> **Kaynak metin**
* * *

Vitor Pereira, perşembe yorgunluğunu düşünerek, radikal değil, makul sayılabilecek bir rotasyonla sahaya çıktı. Maç öncesi söylediği gibi Crespo ve Meyer gibi iki “dinlenmiş” oyuncu ile başladı. Ancak Meyer ile Crespo; oyun kuran değil, rakibi bozan futbolcular...
Oysa Fenerbahçe’nin oyun kurmaya, o oyunu rakip alana yıkmaya ihtiyacı var. Oyunu kuracak, maçı rakip ceza alanına yıkacak iki futbolcu var; Biri Mesut Özil, diğeri İrfan Can...
Mesut Özil, tartışmasız kariyerini merkez orta sahada yapmasına rağmen, Fenerbahçe’de ısrarla kenarda oynatılınca, o sınırsız yetenekleri kepenk indiriyor, sıradan bir oyuncuya dönüyor. Kala kala, elde bir İrfan Can kalıyor. O da, tek başına kime yetişsin. Hele İrfan’ın bitime 15 dakika kala çıkarılması; resmen çılgınlık... İş yapacak tek adamın var, onu da oyundan alıyorsun. Sabotaj gibi...
Bütün bunları üst üste koyunca, Fenerbahçe ilk yarıyı yarım pozisyon bulamadan kapattı. Göztepe özellikle Jahoviç’le savunma arkasına çok sarktı. Hatta çok önemli üç pozisyon yakaladı. Ancak üçü birden ofsayttı ve VAR’dan dönecekti.

* * *

> **Veri kesiti**
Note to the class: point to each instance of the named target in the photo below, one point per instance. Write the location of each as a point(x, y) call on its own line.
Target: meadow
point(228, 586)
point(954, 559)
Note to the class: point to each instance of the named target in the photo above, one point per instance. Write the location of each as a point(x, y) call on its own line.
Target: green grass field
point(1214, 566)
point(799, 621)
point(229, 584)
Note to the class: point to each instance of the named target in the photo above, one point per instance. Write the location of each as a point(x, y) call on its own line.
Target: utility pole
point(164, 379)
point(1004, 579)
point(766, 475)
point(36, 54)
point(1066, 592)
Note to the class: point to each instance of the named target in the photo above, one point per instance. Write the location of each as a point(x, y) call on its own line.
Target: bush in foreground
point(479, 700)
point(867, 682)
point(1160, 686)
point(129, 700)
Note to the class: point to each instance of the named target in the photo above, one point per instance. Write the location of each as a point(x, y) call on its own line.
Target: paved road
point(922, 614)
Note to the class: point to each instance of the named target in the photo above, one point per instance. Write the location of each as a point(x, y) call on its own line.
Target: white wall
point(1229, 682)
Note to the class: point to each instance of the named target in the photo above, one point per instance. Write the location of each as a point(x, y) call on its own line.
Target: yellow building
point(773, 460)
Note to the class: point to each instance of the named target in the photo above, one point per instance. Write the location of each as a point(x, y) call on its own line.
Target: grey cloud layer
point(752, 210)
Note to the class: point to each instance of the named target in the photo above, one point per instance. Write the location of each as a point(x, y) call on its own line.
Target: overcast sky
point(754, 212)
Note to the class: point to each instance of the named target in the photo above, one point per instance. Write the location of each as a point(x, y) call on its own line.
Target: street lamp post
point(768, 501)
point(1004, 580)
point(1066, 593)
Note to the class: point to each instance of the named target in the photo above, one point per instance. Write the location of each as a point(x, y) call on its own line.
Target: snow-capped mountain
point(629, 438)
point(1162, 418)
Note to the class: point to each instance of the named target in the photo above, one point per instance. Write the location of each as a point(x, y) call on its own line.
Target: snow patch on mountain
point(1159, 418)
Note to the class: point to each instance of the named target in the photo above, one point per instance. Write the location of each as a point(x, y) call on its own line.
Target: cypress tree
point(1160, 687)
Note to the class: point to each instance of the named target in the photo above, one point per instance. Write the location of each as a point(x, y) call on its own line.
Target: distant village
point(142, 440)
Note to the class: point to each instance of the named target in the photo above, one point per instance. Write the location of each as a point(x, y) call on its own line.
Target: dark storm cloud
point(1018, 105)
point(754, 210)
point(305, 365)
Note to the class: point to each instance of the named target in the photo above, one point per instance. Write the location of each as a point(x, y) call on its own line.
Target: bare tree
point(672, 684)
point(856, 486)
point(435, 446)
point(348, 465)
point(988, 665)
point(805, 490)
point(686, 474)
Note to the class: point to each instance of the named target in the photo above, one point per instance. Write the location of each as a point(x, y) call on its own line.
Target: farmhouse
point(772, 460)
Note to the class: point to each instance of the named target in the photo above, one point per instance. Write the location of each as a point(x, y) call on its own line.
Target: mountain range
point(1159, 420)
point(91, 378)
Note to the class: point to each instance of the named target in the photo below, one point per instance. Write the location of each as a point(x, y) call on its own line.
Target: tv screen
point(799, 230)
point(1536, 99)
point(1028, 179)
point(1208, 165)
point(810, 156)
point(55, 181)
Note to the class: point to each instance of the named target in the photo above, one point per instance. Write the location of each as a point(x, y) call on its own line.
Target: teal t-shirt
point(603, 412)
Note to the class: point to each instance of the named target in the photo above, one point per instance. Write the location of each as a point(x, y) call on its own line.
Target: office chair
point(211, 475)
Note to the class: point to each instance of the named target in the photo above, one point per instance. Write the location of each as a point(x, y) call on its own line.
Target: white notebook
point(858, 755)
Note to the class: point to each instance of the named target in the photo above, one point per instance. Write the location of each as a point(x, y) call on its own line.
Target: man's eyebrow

* * *

> **Çalışmanın amacı**
Maç yazısına göre şu soruları cevaplayın:
1. Vitor Pereira maça hangi iki "dinlenmiş" oyuncuyla başladı?
2. İrfan Can bitime kaç dakika kala oyundan çıkarıldı?
3. Göztepe'nin yakaladığı üç önemli pozisyonun hepsinde ortak olan durum neydi?
Öğeler, metinden bağımsız ayrı bir malzemedir.

> **Çalışmanın sonucu**
1. Crespo ve Meyer.
2. 15 dakika kala.
3. Üçü de ofsayttı ve VAR'dan dönecekti.